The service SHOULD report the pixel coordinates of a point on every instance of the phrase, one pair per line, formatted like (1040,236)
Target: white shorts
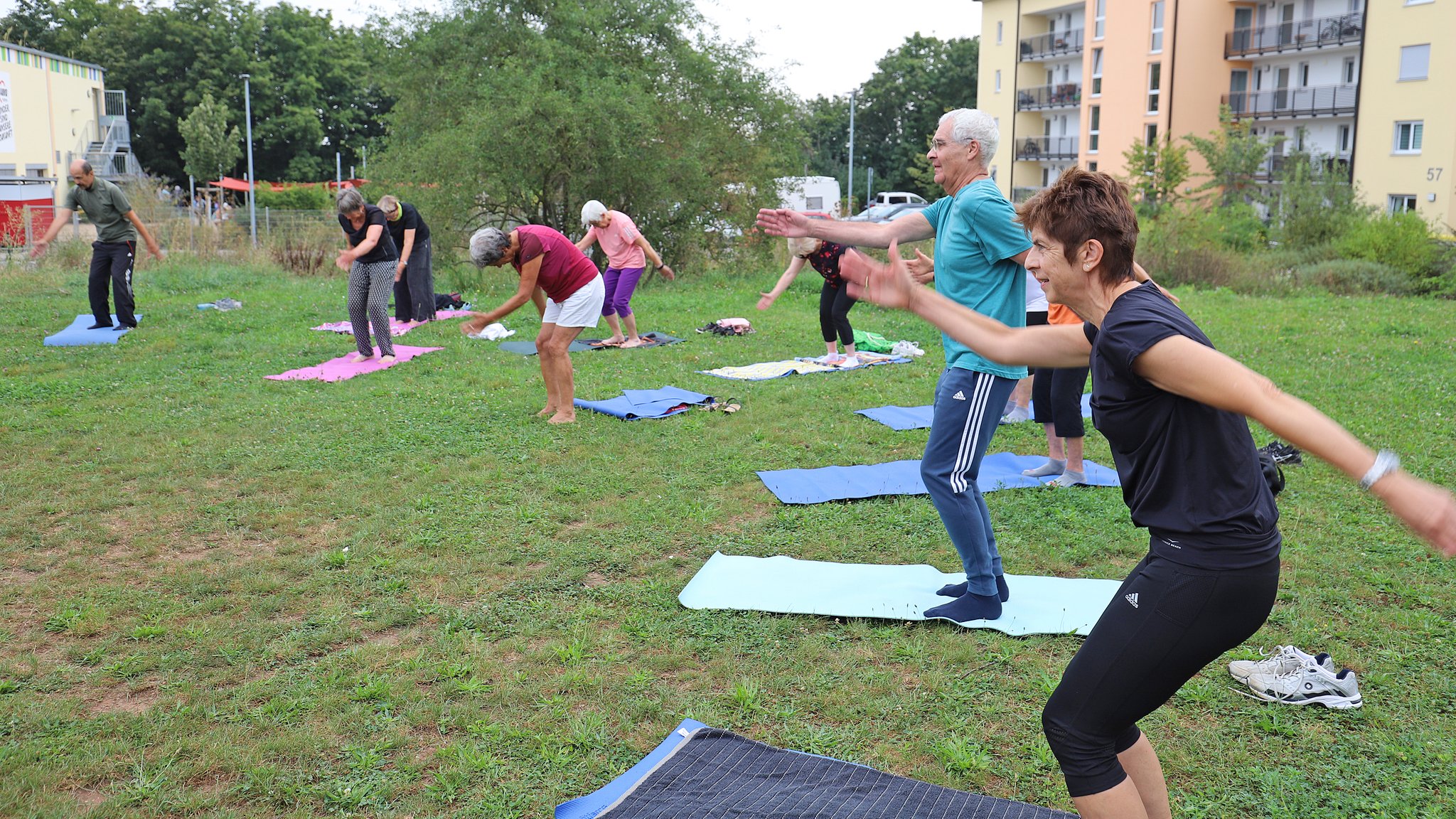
(582,308)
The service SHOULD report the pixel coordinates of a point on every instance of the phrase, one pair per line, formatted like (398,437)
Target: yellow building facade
(1078,83)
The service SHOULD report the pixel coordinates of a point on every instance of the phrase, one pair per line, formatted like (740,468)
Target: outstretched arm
(1186,368)
(783,222)
(1047,346)
(796,266)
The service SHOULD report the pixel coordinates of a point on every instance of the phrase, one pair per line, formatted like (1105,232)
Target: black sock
(958,589)
(967,608)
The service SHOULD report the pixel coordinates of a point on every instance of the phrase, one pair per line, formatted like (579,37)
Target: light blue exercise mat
(783,585)
(77,336)
(999,471)
(903,419)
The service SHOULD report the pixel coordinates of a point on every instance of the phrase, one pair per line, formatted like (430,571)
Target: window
(1408,136)
(1400,203)
(1414,62)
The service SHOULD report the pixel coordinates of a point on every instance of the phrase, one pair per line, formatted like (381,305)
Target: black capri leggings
(1056,397)
(1162,627)
(835,305)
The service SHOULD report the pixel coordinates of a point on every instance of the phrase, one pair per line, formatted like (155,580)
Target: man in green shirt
(114,252)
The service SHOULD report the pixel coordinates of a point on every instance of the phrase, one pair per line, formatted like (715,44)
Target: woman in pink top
(565,287)
(625,248)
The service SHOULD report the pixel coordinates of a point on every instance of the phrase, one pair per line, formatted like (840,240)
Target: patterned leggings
(370,286)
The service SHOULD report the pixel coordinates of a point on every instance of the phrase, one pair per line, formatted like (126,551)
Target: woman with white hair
(370,259)
(565,287)
(835,299)
(626,250)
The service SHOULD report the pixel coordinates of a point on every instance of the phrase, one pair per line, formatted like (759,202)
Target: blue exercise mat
(903,419)
(705,771)
(999,471)
(783,585)
(635,404)
(77,336)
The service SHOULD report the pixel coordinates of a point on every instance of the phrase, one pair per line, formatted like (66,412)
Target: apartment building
(1078,83)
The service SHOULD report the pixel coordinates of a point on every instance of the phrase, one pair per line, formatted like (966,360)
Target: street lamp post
(252,183)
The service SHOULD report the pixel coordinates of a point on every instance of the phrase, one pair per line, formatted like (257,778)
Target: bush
(314,197)
(1351,277)
(1401,241)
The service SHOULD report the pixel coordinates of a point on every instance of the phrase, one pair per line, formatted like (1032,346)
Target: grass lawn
(405,595)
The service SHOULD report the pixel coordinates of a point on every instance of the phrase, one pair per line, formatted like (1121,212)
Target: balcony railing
(1043,98)
(1296,36)
(1034,149)
(1051,46)
(1293,102)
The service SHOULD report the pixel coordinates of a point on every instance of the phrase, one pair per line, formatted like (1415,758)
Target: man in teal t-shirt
(114,252)
(979,254)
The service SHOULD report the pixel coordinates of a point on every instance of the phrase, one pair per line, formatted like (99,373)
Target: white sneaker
(1310,685)
(1283,660)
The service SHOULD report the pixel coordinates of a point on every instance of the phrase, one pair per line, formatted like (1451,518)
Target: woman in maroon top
(835,301)
(565,287)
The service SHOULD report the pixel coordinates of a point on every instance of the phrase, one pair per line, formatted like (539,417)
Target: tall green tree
(518,111)
(211,149)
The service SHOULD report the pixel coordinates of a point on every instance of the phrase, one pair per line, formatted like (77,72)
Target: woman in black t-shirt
(835,301)
(372,261)
(1174,412)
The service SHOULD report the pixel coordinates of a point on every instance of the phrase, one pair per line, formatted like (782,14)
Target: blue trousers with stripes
(967,410)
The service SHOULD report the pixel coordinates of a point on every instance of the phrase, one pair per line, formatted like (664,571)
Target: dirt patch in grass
(122,700)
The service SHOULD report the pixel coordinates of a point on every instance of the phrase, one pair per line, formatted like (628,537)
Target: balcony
(1049,98)
(1040,149)
(1053,46)
(1296,36)
(1293,102)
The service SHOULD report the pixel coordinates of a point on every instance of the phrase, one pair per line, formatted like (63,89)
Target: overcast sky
(814,47)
····················
● **WHAT TO DO**
What you return should match the records above word for word, minus the pictures.

● **EXERCISE ANSWER**
The service SHOULD report the pixel coordinates of a point on every instance of the phrase, one pair per line, formatted like (1040,236)
Target: white shorts
(582,308)
The service SHOULD report the pixel coordinates of a point on every instance of the phrase, one pair per line, formatted like (398,437)
Target: yellow building facade
(1078,83)
The service SHOULD report the pixel coordinates of a point on every instance of the phrase, one pair per line, formatted like (740,468)
Target: outstretched arm
(1186,368)
(783,222)
(1047,346)
(796,266)
The service SHOULD report the pixel coordinates of a point on every instance of the phrase, one pair per line, formatted like (1105,232)
Target: black sock
(958,589)
(967,608)
The service SHOULD report the pixel coordinates of a point on every instance of the phrase, one pair per line, formatted like (579,37)
Target: light blue exercise mat
(783,585)
(77,336)
(999,471)
(903,419)
The service SHOULD report the pixel coordinates of a point on every instance of the phrase, one pair per line, formatted like (430,571)
Target: window
(1408,136)
(1400,203)
(1414,62)
The service SHOULD report the pixel coordinates of a point on every instance of the phrase, one pair per line, formatted like (381,305)
Target: black capri leggings
(1056,397)
(1162,627)
(835,305)
The service SHOULD report the pixel coordinates of a point on every instance of the phrase, one pair per line, formatted like (155,580)
Target: man in green shirt
(114,252)
The service SHOULD report the pixel coordinates of a point on every instance of the phrase, one pair per line, formatted like (715,44)
Target: woman in pink top
(565,287)
(625,248)
The service SHOULD report the pixel coordinates of a point on every instance of the phrase, one pair per line, formatted like (840,240)
Target: patterned leggings
(370,286)
The service SHOULD report the pixel coordinates of a point on every instance of the phrase, one pair per line, formatted like (126,551)
Target: woman with white hair
(370,259)
(565,287)
(835,299)
(626,250)
The service SHOULD report the pixel coordinates of a point on every instance of the phrase, one pair per line, formatted like (759,202)
Target: blue exercise mat
(903,419)
(705,771)
(999,471)
(783,585)
(635,404)
(77,336)
The service SHOULD report the pixel coordinates of a point on every instance of the phrase, one pair per line, formatted like (66,412)
Target: apartment building
(1078,83)
The service SHOULD report the pixel coordinates of a point on every instance of the phrase, one pair per line, formatted like (966,360)
Target: street lamp post
(252,183)
The service SHOULD report the pixel coordinates of a point on every instance of the phrase, one pair per line, formatted like (257,778)
Target: bush
(314,197)
(1351,277)
(1401,241)
The service SHOULD report the pixel coordinates of a point on every instance of the phrase, one pair per line, formatted like (1032,346)
Target: grass lawn
(405,595)
The service SHOULD report the pixel coordinates of a point on every instance of the phrase, one pair per line, formatted like (1121,212)
Target: balcony railing
(1043,98)
(1296,36)
(1034,149)
(1051,46)
(1293,102)
The service SHOULD report the pixel coordinates of a point on every instance of the phrase, one pair per line, formatted like (1415,758)
Target: man in teal t-shirt
(114,252)
(979,254)
The service SHOULD report the pixel coordinates of a point on every instance of the phrase, one pair per line, formatted like (99,373)
Target: white sneaker
(1310,685)
(1283,660)
The service SHOULD report the pixel coordinates of a point on every instance of the phrase, one pair per line, formatted like (1451,518)
Target: woman in maroon top
(835,301)
(565,287)
The service SHOULD report the pixel coordinates of a point on every instance of the phrase, one pair per line, formatted like (539,417)
Target: tall green tree
(518,111)
(211,149)
The service SHOULD report the pixel coordinates of a point on every instance of the phrase, one pair per line, formatted like (77,72)
Target: woman in black t-shirt
(835,301)
(372,261)
(1174,412)
The service SHOULD report the pixel coordinates of a point on every instance of the phrase, one pair per line, formatted like (782,14)
Target: blue trousers with stripes
(967,410)
The service SHOULD report the pixel coordinates of a point on every instance of the phrase, one pair per line, formatted like (664,571)
Target: dirt patch in grass
(122,700)
The service SHOULD report the pixel coordinates of a point on every instance of the phrase, one pair per line, formatted like (628,537)
Target: balcony
(1049,98)
(1040,149)
(1053,46)
(1296,36)
(1293,102)
The service SHOULD report the pixel coordinates of a point on every instance of the phrase, one pair per line, formatted like (63,89)
Target: overcast sky
(814,47)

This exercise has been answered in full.